● Passage:
=======
I am not even sure what would be declared "suitable for production" at this point. Therefore I can't even evaluate it to a certain degree

Lone Ranger22:05:28

"suitable for production" means I'm not going to have to worry about getting a call in the middle of the night that our servers are down because API changed/dependencies broke etc etc 😅


@goomba I think "10 billion datoms" refers to number of unique datoms, not number of datoms counted by all indexes


The soft limit of 10 billion is because the index structure segments get big


so having a datom in multiple indexes doesn't matter


its how many are in a single index that matters


I'm sure partitioning and/or creating entites in a specific order that increases read locality would significantly aid performance at large numbers of datoms

Lone Ranger22:05:11

okay... so when doing capacity planning I shouldn't worry about the indexes datomic creates and just worry about the ones I create?
=======
● Supplied material:
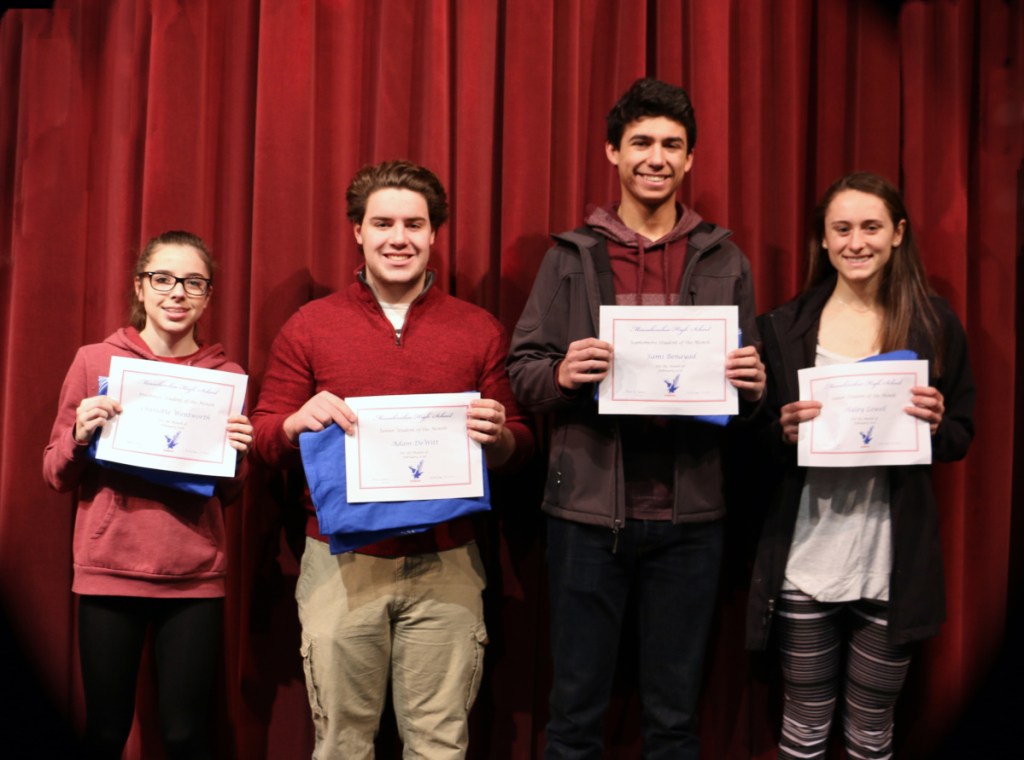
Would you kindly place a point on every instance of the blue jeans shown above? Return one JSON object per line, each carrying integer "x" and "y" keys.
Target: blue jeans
=======
● Task set:
(a) Reproduce the Datomic discussion word for word, from "I'm sure partitioning" to "ones I create?".
(b) Carry the Datomic discussion forward from the point where it stops.
None of the material is needed.

● Answers:
(a)
I'm sure partitioning and/or creating entites in a specific order that increases read locality would significantly aid performance at large numbers of datoms

Lone Ranger22:05:11

okay... so when doing capacity planning I shouldn't worry about the indexes datomic creates and just worry about the ones I create?

(b)
well, not exactly


eavt and aevt are created for every datom


vaet is created for datoms with ref attributes


avet is created for datoms with index=true


and a fulltext index is created for fulltext=true


the presence/absence of these indexes affects storage space and query speed


noHistory=true is another consideration, since changes to those e+a datoms are not stored

Lone Ranger22:05:44

well... might have to do some experimenting and see how it goes

Lone Ranger22:05:04

I know for my use case the data will never change and don't need full text but query power is a must


import a % of your db, backup-db, measure bytes and multiply


that is the smallest amount of storage you will need

Lone Ranger22:05:07

storage isn't an issue, just performance

Lone Ranger22:05:38

and also development ease. don't want to shard the hell out of the DB if I don't have to


The biggest predictor of perf in my exp is datom read locality

Lone Ranger22:05:10

has cognitect gotten you a job application yet @favila ? 😄


if you have a static dataset and can predict locality, you can customize your import process to maximize locality


this will improve peer performance significantly

Lone Ranger22:05:54

locality as in data locality or geographic locality?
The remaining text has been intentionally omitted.